------ Fragmento extraído

La mañana siguiente a la primera gran descarga de aquella lluvia turbia salí a hacer recados y comprobé cómo en las calles los vecinos y vecinas se afanaban por limpiar sus puertas, paredes, ventanas y vehículos con mangueras y compresores. Con una absoluta precisión trazaban una geografía compuesta por fronteras que a fin de cuentas siempre han estado ahí. Delimitadas con líneas claras y precisas de barro y polvo retirados de las propiedades. Cada cual limpia lo suyo. A nadie se le ocurre avanzar unos centímetros en la propiedad ajena, tampoco en el espacio común. Nadie se ofrece a pegar un manguerazo a la bicicleta o el parabrisas del otro. Sentí desconcierto frente a un quehacer huraño y sordo mientras caminaba por una calzada donde desembocaban pequeños ríos de suciedad. Las aceras solo eran despejadas por el agua y las escobas frente a las puertas y cerramientos; las aceras no son la casa de nadie y aquí la gente acostumbra a desplazarse en coche.

------------
------ Datos proporcionados

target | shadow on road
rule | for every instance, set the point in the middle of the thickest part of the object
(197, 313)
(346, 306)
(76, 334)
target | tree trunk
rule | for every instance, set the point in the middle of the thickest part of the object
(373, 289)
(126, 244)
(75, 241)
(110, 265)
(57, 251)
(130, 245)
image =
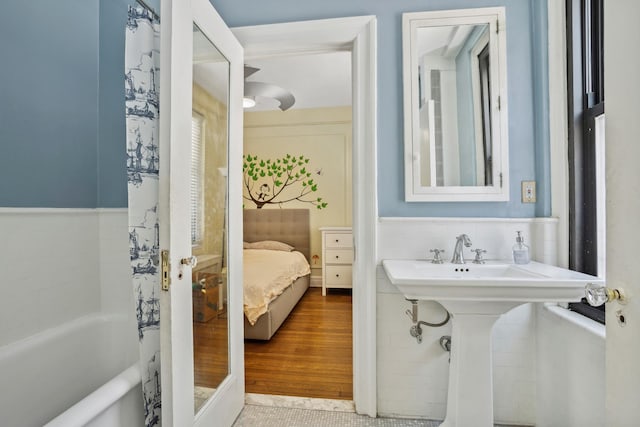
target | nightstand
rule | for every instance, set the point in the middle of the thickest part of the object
(337, 258)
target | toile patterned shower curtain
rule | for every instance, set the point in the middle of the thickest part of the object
(142, 79)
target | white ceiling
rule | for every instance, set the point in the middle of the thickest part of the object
(315, 80)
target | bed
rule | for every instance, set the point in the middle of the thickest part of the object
(289, 226)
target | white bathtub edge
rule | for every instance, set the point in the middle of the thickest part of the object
(579, 320)
(101, 399)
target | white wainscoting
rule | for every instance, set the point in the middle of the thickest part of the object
(412, 377)
(50, 271)
(61, 264)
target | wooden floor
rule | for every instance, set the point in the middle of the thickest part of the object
(310, 355)
(210, 351)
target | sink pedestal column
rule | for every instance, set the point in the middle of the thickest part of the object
(470, 394)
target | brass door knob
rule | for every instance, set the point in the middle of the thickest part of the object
(597, 295)
(191, 261)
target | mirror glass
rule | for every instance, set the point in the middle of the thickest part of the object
(209, 222)
(455, 106)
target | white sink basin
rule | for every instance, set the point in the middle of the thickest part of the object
(493, 281)
(476, 295)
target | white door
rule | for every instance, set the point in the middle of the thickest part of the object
(185, 26)
(622, 110)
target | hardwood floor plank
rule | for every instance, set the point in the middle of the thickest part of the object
(310, 355)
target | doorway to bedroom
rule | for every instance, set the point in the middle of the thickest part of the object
(310, 354)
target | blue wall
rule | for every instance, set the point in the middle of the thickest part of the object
(524, 19)
(48, 103)
(62, 122)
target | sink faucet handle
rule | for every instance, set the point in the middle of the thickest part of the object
(437, 259)
(478, 259)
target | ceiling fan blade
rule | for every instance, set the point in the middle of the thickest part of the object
(248, 71)
(267, 90)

------------

Por hacer -
1. Indica si cada afirmación concuerda con el fragmento sobre la limpieza tras la lluvia y cita las palabras del fragmento que lo deciden: (a) los vecinos limpiaban con mangueras y compresores; (b) algunos vecinos ayudaban a limpiar los vehículos ajenos; (c) las aceras quedaban limpias de punta a punta.
2. Prolonga el fragmento sobre la limpieza tras la lluvia a partir de su última oración.
Las entradas no intervienen en lo que aquí se pide.

Resultados finales -
1.
(a) Sí: "se afanaban por limpiar sus puertas, paredes, ventanas y vehículos con mangueras y compresores".
(b) No: "Nadie se ofrece a pegar un manguerazo a la bicicleta o el parabrisas del otro."
(c) No: "Las aceras solo eran despejadas por el agua y las escobas frente a las puertas y cerramientos".

2.
Un orden social que queda tan claramente expuesto cuando cae sobre él una capa de polvo deja poco espacio para entender eso de que los problemas de salud mental no son algo individual (que es la pelea en la que ando metido desde hace media vida). Y otro tanto sucede con la necesidad de redistribuir la riqueza, la existencia de bienes comunes, la sanidad pública y universal o la ecología. Cuestiones todas ellas que han acabado sencillamente por quedar demasiado grandes. Pensar también puede provocar picor en la mirada y la garganta. ¿Qué es necesario para desbordar la acumulación de diminutos marcos de referencia que construyen lo real? ¿Cuántas pequeñas y grandes catástrofes hacen falta? ¿De qué tamaño o de qué naturaleza tiene que ser la amenaza?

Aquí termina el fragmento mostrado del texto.